Members in the Media
From: NPR

Optimism: Is It A Personality Trait, Or Could People Possibly Learn It?

Research shows that optimism is correlated with various good outcomes: higher life expectancy, better recovery rates, success at work. But is optimism a personality trait, or could it be learned?

ARI SHAPIRO, HOST:

There’s a lot of research showing that optimism is correlated with all kinds of good outcomes like increased life expectancy, better recovery rates from heart operations, even success in work. But optimism, particularly right now, can be hard to come by. So NPR’s Alix Spiegel decided to ask, can we choose it?

ALIX SPIEGEL, BYLINE: There’s so much packed into the simple word optimist, a whole galaxy of complicated meanings and judgments. To say, I’m an optimist, is to say that you’re someone committed to hope and progress, the sunny side of a complicated world, which brings me to Jake Fratangelo and the Optimist Creed.

JAKE FRATANGELO: To be strong so that nothing can disturb your peace of mind, to be just as enthusiastic about the success of others as you are about your own, to be too large for worry, too noble for anger, too strong for fear, and too happy to permit the presence of trouble.

SPIEGEL: For close to 100 years, this creed has been repeated by countless members of a group called Optimist International. It got started after the First World War, when people really needed some optimism, and now has more than half a million members in 20 countries. Fratangelo is an officer in the D.C. chapter. The group raises money for schools and homeless shelters. Like so many people, Fratangelo’s been sheltering at home with his family. But even for him, quite literally an avowed optimist, there have been moments when it’s been hard to live the Optimist Creed.

RECORDS PROVIDED
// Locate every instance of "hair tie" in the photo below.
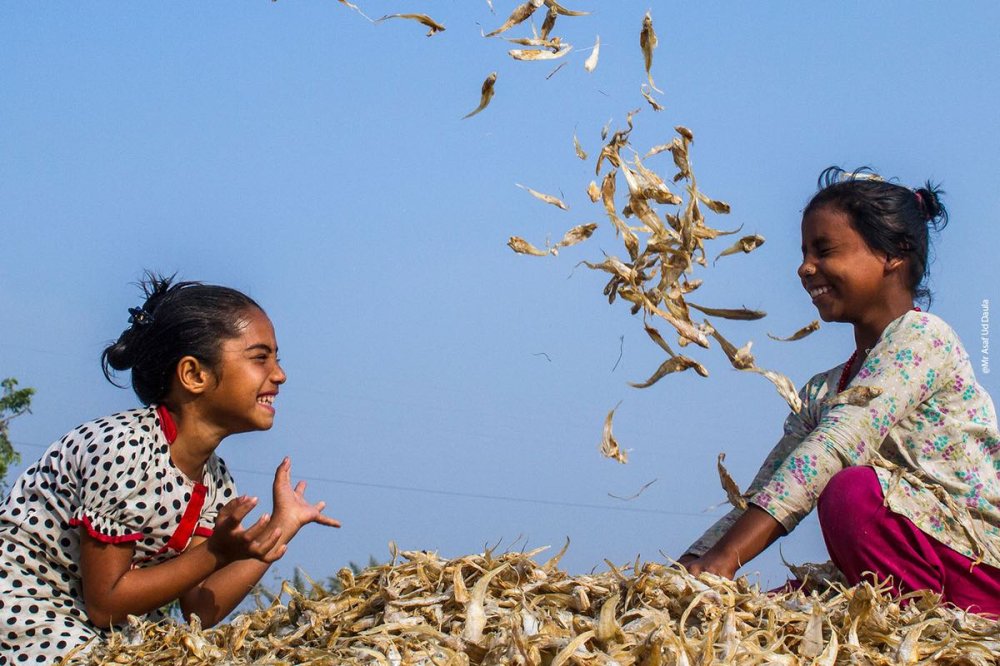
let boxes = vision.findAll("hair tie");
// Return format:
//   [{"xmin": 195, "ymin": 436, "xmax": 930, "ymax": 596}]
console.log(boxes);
[
  {"xmin": 128, "ymin": 308, "xmax": 153, "ymax": 327},
  {"xmin": 913, "ymin": 190, "xmax": 932, "ymax": 220}
]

EXERCISE
Reproduce the passage of the optimism transcript from "Research shows that" to "it be learned?", word for word.

THE SOLUTION
Research shows that optimism is correlated with various good outcomes: higher life expectancy, better recovery rates, success at work. But is optimism a personality trait, or could it be learned?